**Data shown:**
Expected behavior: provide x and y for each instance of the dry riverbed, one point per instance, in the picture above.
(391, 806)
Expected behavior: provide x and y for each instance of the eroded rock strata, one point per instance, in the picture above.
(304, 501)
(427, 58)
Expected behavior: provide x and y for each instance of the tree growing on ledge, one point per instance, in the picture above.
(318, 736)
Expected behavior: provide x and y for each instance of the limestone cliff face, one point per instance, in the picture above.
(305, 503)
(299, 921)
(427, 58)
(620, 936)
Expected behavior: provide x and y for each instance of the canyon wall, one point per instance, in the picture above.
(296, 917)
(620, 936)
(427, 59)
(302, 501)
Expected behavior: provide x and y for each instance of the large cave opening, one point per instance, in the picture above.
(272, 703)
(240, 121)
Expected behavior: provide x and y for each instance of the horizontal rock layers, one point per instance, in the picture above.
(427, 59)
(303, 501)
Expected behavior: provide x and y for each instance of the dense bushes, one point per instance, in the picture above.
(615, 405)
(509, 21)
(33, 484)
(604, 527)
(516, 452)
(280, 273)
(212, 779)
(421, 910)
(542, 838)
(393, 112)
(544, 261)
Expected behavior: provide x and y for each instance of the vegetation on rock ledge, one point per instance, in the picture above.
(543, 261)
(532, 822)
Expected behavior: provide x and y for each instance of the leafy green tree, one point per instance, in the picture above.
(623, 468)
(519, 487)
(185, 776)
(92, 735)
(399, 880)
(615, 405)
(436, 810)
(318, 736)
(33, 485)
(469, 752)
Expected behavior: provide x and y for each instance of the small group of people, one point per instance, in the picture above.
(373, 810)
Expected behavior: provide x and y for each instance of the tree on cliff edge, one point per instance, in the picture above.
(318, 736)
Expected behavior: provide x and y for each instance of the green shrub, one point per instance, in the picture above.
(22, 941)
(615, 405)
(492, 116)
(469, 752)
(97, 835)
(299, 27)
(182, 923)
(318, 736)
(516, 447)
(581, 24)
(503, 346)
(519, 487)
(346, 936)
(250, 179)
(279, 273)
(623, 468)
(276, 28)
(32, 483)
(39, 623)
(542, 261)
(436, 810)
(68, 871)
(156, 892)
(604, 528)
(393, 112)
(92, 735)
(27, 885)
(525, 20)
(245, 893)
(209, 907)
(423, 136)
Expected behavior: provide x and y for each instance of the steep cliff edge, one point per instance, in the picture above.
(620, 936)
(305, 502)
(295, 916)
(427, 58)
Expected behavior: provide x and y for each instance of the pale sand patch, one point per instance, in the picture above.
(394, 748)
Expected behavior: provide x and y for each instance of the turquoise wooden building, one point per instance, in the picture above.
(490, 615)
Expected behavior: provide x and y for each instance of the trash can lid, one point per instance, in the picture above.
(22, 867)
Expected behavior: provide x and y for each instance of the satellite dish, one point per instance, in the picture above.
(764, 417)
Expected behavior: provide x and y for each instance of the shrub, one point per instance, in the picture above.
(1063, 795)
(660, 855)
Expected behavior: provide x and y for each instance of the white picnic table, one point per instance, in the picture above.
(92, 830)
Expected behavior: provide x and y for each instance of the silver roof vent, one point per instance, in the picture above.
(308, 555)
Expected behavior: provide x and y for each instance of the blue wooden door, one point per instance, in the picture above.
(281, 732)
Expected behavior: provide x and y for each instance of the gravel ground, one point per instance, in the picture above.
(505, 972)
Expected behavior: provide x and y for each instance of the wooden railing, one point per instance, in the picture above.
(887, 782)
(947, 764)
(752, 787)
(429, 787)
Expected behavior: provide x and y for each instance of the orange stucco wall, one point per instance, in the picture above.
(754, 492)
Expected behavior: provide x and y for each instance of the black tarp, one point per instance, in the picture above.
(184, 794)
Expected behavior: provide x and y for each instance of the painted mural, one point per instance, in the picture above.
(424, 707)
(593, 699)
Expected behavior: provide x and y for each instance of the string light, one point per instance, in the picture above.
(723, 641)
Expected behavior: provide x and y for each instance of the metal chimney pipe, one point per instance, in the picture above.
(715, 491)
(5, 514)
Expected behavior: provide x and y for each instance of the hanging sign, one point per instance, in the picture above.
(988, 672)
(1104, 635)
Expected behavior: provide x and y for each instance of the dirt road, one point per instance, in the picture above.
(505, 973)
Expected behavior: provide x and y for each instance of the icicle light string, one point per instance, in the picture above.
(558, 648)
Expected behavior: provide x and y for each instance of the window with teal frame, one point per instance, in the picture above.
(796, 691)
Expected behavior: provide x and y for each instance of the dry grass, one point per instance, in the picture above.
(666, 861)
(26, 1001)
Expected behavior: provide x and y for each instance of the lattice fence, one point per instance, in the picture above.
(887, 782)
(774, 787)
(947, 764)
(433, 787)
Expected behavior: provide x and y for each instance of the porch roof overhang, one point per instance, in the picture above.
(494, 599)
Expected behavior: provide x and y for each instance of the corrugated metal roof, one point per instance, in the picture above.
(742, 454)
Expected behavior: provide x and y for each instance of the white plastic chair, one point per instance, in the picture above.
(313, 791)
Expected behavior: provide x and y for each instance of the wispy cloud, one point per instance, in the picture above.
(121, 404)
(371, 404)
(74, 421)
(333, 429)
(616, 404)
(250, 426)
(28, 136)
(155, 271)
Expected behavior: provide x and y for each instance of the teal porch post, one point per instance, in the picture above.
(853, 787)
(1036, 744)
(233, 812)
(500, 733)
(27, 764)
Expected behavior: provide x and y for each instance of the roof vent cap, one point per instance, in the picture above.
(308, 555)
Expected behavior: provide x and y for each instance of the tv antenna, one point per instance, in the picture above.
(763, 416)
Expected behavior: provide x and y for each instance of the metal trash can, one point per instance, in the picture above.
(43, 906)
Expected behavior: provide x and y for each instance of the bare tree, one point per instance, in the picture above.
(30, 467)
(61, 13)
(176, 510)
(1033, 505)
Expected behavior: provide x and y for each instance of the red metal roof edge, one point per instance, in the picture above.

**The exercise:**
Lay out every line of the entries above as a numbered list, leaving out any blank lines.

**Answer below:**
1. Expected behavior: provide x and y for each instance of the dry riverbed, one point per instance, in the picture above.
2. (391, 806)
3. Expected behavior: provide x and y for each instance of the eroded rock strata, one point per instance, in the picture above.
4. (304, 501)
5. (427, 58)
6. Expected behavior: provide x and y for each instance of the tree growing on ledge, one point per instance, in the picture above.
7. (318, 736)
8. Expected behavior: provide x and y for each instance of the limestone cliff face, one point per instance, in the picture above.
9. (305, 503)
10. (299, 921)
11. (427, 58)
12. (620, 936)
13. Expected behavior: provide x and y for each instance of the canyon wall, one point per instance, in the picture above.
14. (296, 917)
15. (620, 936)
16. (427, 59)
17. (302, 501)
18. Expected behavior: provide x and y for each instance of the large cave opening, one point per instance, in the picture above.
19. (272, 703)
20. (240, 121)
21. Expected behavior: provide x and y for each instance of the horizontal rock layers, one point per instance, in the picture above.
22. (427, 59)
23. (303, 501)
24. Expected behavior: provide x and y for each instance of the dense bushes, one point per instance, in the picture above.
25. (615, 405)
26. (509, 21)
27. (33, 484)
28. (604, 527)
29. (516, 452)
30. (280, 273)
31. (212, 779)
32. (421, 910)
33. (542, 838)
34. (393, 112)
35. (544, 261)
36. Expected behavior: provide x and y for each instance of the vegetation on rock ledge, one point per instance, in the picture above.
37. (543, 261)
38. (532, 822)
39. Expected behavior: provide x and y for each instance of the leafy green tree, one point per instance, in the picture above.
40. (623, 468)
41. (519, 487)
42. (185, 776)
43. (92, 735)
44. (399, 880)
45. (615, 405)
46. (436, 810)
47. (318, 736)
48. (33, 485)
49. (469, 752)
50. Expected behavior: provide x and y for each instance of the small group of people, one point per instance, in the picture above.
51. (373, 810)
52. Expected behavior: provide x and y for each instance of the tree on cliff edge, one point per instance, in the picture above.
53. (318, 736)
54. Expected behavior: provide x and y for each instance of the green shrub, one point per instance, in the picture above.
55. (22, 941)
56. (615, 405)
57. (492, 116)
58. (469, 752)
59. (97, 835)
60. (299, 27)
61. (182, 923)
62. (318, 736)
63. (516, 447)
64. (581, 24)
65. (503, 346)
66. (519, 487)
67. (346, 936)
68. (250, 179)
69. (279, 273)
70. (623, 468)
71. (276, 28)
72. (32, 483)
73. (39, 623)
74. (542, 261)
75. (436, 810)
76. (68, 871)
77. (156, 892)
78. (604, 528)
79. (393, 112)
80. (92, 735)
81. (27, 885)
82. (525, 20)
83. (245, 893)
84. (209, 907)
85. (423, 136)
86. Expected behavior: provide x and y for each instance of the steep cliff edge, one point per instance, in the picture above.
87. (620, 936)
88. (305, 502)
89. (295, 916)
90. (427, 58)
91. Expected behavior: provide x and y for each instance of the pale sand patch, one point per instance, in the picture above.
92. (394, 748)
93. Expected behavior: provide x and y for each instance of the turquoise wooden building, one point per instance, in the picture above.
94. (490, 615)
95. Expected behavior: provide x and y for each instance of the trash can lid, one point per instance, in the picture above.
96. (22, 867)
97. Expected behavior: provide x and y for each instance of the satellite dish, one point per instance, in the picture above.
98. (764, 417)
99. Expected behavior: provide x and y for each instance of the shrub, one point per instance, in the picture above.
100. (1063, 795)
101. (660, 855)
102. Expected behavior: provide x and y for each instance of the white picnic table, one point per instance, in the picture above.
103. (92, 830)
104. Expected behavior: provide x and y for each instance of the silver roof vent, one point per instance, in the picture above.
105. (308, 555)
106. Expected behavior: provide x and y for each instance of the blue wooden door, one point per instance, in the picture above.
107. (281, 732)
108. Expected behavior: provide x and y for each instance of the gravel ground, one point per instance, in the picture above.
109. (505, 972)
110. Expected behavior: provide x and y for each instance of the wooden railing, one point per instance, in the picture above.
111. (887, 782)
112. (947, 764)
113. (752, 787)
114. (429, 787)
115. Expected behavior: provide x and y for each instance of the orange stucco wall, one point per instance, in the picture above.
116. (754, 492)
117. Expected behavior: provide x and y for each instance of the black tarp, one point per instance, in the picture above.
118. (184, 794)
119. Expected behavior: provide x and y for each instance of the painted mural, one point per instance, in the picture above.
120. (424, 707)
121. (593, 699)
122. Expected behavior: provide x and y for each instance of the string light, one point per instance, in the picture above.
123. (723, 641)
124. Expected behavior: provide x and y for each instance of the metal chimney pipe, one point per instance, in the picture above.
125. (715, 491)
126. (5, 514)
127. Expected behavior: provide x and y for each instance of the hanging sign, one point per instance, in the picture above.
128. (988, 672)
129. (1104, 635)
130. Expected behavior: provide x and y for each instance of the dirt road, one point per instance, in the picture above.
131. (505, 973)
132. Expected behavior: provide x and y for each instance of the icicle light string, one point per instance, in the picture above.
133. (558, 648)
134. Expected behavior: provide x and y for each instance of the window with teal frame, one point per instance, in the picture above.
135. (796, 691)
136. Expected behavior: provide x and y for each instance of the dry grass, one point per instance, in the picture above.
137. (666, 861)
138. (26, 1001)
139. Expected behavior: provide x and y for each instance of the lattice fence, one point per instance, in the picture above.
140. (887, 782)
141. (774, 787)
142. (947, 764)
143. (433, 787)
144. Expected behavior: provide x and y for each instance of the porch roof overhang, one point per instance, in the picture above.
145. (494, 599)
146. Expected behavior: provide x and y for each instance of the corrugated metal roof, one point per instance, in the picture above.
147. (742, 454)
148. Expected behavior: provide x and y for each instance of the white plastic chair, one point per instance, in the picture above.
149. (313, 791)
150. Expected behavior: provide x and y for each instance of the wispy cloud, one point per instance, in the picture above.
151. (121, 404)
152. (371, 404)
153. (74, 421)
154. (333, 429)
155. (616, 404)
156. (250, 426)
157. (28, 136)
158. (155, 271)
159. Expected behavior: provide x and y for each instance of the teal porch post, one point per instance, in the picture above.
160. (853, 787)
161. (1036, 744)
162. (233, 812)
163. (500, 733)
164. (27, 764)
165. Expected behavior: provide x and y for each instance of the roof vent cap, one point per instance, in the picture above.
166. (308, 555)
167. Expected behavior: provide x and y for each instance of the tv antenna, one point per instance, in the picture above.
168. (763, 416)
169. Expected behavior: provide x and y for each instance of the metal trash can, one point per instance, in the picture above.
170. (43, 906)
171. Expected behavior: provide x and y for each instance of the bare tree, one point per instance, in the picture above.
172. (30, 467)
173. (61, 13)
174. (176, 510)
175. (1033, 505)
176. Expected behavior: provide x and y for each instance of the red metal roof edge, one point per instance, in the picture above.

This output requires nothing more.